> Your instructions: Leave out the pictures and copy each record below exactly.

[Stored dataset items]
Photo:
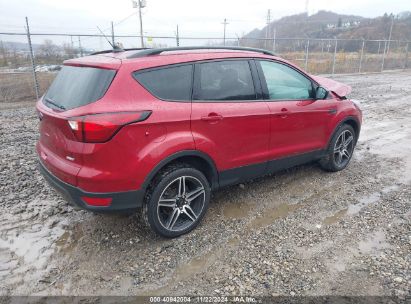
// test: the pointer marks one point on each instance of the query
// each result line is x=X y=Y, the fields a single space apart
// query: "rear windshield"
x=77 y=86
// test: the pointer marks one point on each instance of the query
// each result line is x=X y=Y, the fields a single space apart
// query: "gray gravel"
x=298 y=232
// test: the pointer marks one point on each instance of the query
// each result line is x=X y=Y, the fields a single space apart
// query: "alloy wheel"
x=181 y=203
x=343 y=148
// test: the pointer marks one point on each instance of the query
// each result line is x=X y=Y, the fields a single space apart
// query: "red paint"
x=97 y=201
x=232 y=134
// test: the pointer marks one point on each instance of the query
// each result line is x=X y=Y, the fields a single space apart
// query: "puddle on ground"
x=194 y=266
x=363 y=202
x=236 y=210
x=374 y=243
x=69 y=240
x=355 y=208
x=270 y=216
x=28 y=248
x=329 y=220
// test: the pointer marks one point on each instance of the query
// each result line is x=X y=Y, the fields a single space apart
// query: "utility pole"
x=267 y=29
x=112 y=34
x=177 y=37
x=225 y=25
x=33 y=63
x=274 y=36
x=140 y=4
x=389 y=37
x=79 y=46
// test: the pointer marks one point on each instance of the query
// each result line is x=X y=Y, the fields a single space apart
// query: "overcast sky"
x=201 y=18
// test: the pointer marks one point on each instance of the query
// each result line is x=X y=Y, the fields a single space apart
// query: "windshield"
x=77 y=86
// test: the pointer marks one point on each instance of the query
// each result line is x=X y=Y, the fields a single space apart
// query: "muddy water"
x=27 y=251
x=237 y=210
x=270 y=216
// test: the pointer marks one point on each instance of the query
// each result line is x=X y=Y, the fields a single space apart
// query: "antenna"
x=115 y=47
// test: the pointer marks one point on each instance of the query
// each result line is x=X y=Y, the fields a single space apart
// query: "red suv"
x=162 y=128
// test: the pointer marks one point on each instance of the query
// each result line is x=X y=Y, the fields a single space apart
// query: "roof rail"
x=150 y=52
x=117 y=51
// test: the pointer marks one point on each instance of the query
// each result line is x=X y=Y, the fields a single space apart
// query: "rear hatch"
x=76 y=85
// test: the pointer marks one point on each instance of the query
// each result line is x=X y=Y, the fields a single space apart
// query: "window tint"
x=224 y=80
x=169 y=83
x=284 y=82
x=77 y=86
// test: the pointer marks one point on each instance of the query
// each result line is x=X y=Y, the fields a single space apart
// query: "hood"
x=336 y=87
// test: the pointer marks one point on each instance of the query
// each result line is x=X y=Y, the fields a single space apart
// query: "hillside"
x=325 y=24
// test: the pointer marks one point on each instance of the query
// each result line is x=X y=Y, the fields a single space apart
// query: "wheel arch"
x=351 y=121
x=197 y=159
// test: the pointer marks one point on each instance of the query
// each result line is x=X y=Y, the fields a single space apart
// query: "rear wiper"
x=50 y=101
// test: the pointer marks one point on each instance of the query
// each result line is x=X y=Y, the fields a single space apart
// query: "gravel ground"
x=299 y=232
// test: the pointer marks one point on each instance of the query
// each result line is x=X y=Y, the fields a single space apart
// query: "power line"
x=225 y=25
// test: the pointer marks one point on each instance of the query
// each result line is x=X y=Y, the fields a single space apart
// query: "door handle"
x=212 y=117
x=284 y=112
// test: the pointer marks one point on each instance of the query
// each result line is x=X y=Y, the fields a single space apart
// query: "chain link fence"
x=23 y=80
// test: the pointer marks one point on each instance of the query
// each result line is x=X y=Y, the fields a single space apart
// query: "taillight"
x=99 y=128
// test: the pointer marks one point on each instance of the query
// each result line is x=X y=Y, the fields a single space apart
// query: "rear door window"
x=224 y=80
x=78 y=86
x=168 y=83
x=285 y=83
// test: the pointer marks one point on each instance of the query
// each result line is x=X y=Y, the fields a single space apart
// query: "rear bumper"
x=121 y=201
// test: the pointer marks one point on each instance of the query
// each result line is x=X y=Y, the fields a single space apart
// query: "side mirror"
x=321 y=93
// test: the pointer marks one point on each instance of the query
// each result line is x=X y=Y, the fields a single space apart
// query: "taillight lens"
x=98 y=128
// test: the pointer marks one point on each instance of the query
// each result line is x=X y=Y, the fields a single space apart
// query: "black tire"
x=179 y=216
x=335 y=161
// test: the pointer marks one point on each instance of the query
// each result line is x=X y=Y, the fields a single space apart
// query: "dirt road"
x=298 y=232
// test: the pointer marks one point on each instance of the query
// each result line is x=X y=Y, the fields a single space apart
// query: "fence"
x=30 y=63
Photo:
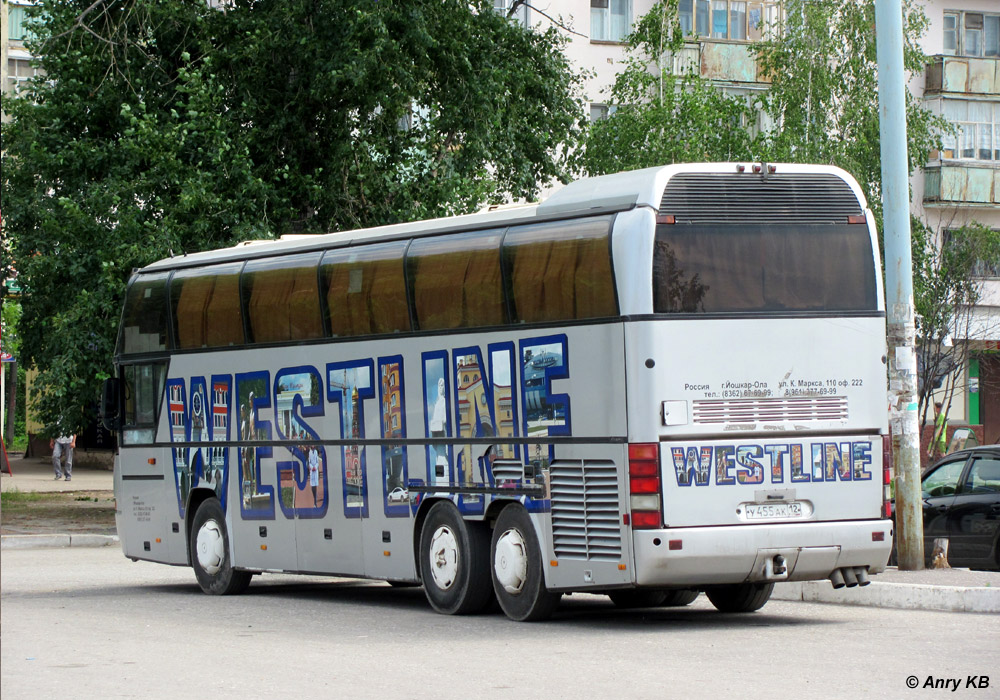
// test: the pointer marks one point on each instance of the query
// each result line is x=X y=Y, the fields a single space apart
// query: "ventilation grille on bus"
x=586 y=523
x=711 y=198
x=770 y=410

> Exercise result:
Photo:
// test: the pointer marks one point on each instance of the query
// each result line is x=X y=Y, the fields a single space apart
// query: "rear windshield"
x=77 y=86
// test: the pointer marks one point on each instance of the query
// each result line is x=X y=Y, the fields a single space apart
// query: "gray gravel"
x=298 y=232
// test: the pointer marks one point on each instance of the query
// each result line is x=X y=Y, the fields a single space apart
// query: "alloy wheel"
x=181 y=203
x=343 y=148
// test: the pointer marks one point on each instance of the query
// each result line is x=X y=Y, the fields a single space apart
// query: "red paint"
x=97 y=201
x=232 y=134
// test: the pointer marks one point on each instance of the query
// each result line is x=X y=Y, the fields a single space apart
// query: "puddle on ground"
x=194 y=266
x=363 y=202
x=236 y=210
x=374 y=243
x=69 y=240
x=355 y=208
x=270 y=216
x=28 y=248
x=329 y=220
// test: the pointer marks one point on each instance of the query
// each result line is x=X y=Y, the fields a single space apart
// query: "utility pole"
x=267 y=29
x=112 y=34
x=177 y=37
x=225 y=25
x=33 y=63
x=274 y=36
x=140 y=4
x=389 y=37
x=79 y=46
// test: the pointer marks one point on each instance of the query
// each result line is x=X y=Y, the fields a single space apart
// query: "overcast sky"
x=201 y=18
// test: the pointer marks one point on each instance of the query
// each result line is x=X y=Y, the fields a single space apart
// query: "windshield"
x=77 y=86
// test: the pointer marks one point on each instance of the query
// each result line is x=X y=Y, the fields a single space apart
// query: "muddy water"
x=27 y=251
x=237 y=210
x=270 y=216
// test: the pointer marks one point on each instance of the query
// each result line is x=X y=Y, the fields a single space apart
// query: "antenna"
x=115 y=47
// test: the pointer marks one point on each instance of the query
// each result line is x=X y=Y, the fields a single space apart
// query: "red suv"
x=162 y=128
// test: the pointer marks one point on each instance of the query
// each result line is x=X y=Y, the fields a single space apart
// query: "roof rail"
x=150 y=52
x=117 y=51
// test: the pointer marks one point on each instance of the query
// each result line is x=X y=Y, the fields a single space apart
// query: "rear hatch"
x=76 y=85
// test: the pointer marks one point on each instance of the query
// each result line is x=X y=Y, the fields a single space apart
// query: "window tint"
x=224 y=80
x=169 y=83
x=284 y=82
x=77 y=86
// test: the pointer marks one point on each instance of the query
// each result line is x=X y=Y, the fields a single space apart
// query: "hood"
x=336 y=87
// test: the pointer marks one point on each instance of the query
// each result line is x=X y=Y, the fields a single space apart
// query: "hillside"
x=325 y=24
// test: the pointer marks one point on each instance of the query
// each result line is x=X y=Y, the fields a single space apart
// query: "wheel arch"
x=351 y=121
x=197 y=159
// test: the pointer marks one point on each instance of the query
// each result line is x=X y=Y, the fields a single space apart
// query: "rear wiper"
x=50 y=101
// test: the pointer marks one point on each instance of the query
// each result line is x=X y=Y, the fields a single space apart
// query: "gravel ground"
x=299 y=232
// test: the pointer marks one point on each instance of the query
// each result line is x=X y=Y, the fields a single space apart
// query: "power line"
x=225 y=25
// test: the pointer marks one point on each instance of the query
// each result line is x=X y=Y, the fields a single space apart
// query: "door handle"
x=212 y=117
x=284 y=112
// test: the pointer marks one point on each instance of the query
// each result line is x=X y=Y, the fields a single space apart
// query: "chain link fence"
x=23 y=80
// test: the pointer marks one point on each instance of the query
// each result line is x=X y=Y, the fields a single space apart
// query: "taillight"
x=99 y=128
// test: the pointer marks one point on each instance of the query
// each result line is x=X y=Y, the fields a single space apart
// query: "rear door window"
x=224 y=80
x=78 y=86
x=168 y=83
x=285 y=83
// test: the pointer marks one point on each instance of the query
// each result line is x=X y=Y, the fields a single space apart
// query: "rear bumper"
x=121 y=201
// test: the pointer marks one point on each instance of the query
// each result line is x=X y=Y, the fields a single space apart
// query: "side mirror"
x=321 y=93
// test: the pointer marks one point on each instance of the query
// each result line is x=X y=Y, the fields a single space apart
// query: "taillight lens"
x=98 y=128
// test: the pointer marks one point on each instance of the query
// each result line is x=X y=Y, the fields a single space apart
// query: "black tire"
x=179 y=216
x=335 y=161
// test: the pointer marks one point on each instance of the query
// each result line is x=X y=Y, the fields a single space apart
// query: "dirt road"
x=298 y=232
// test: the pointer marks one point on each instance of the query
// each result line is x=X y=Y, the fields a single space apart
// query: "fence"
x=30 y=63
Photo:
// test: the pointer marks one point on each instance of the query
// each result line is x=X y=Y, the fields a single space apart
// query: "ventilation grille on bus"
x=586 y=523
x=711 y=198
x=770 y=410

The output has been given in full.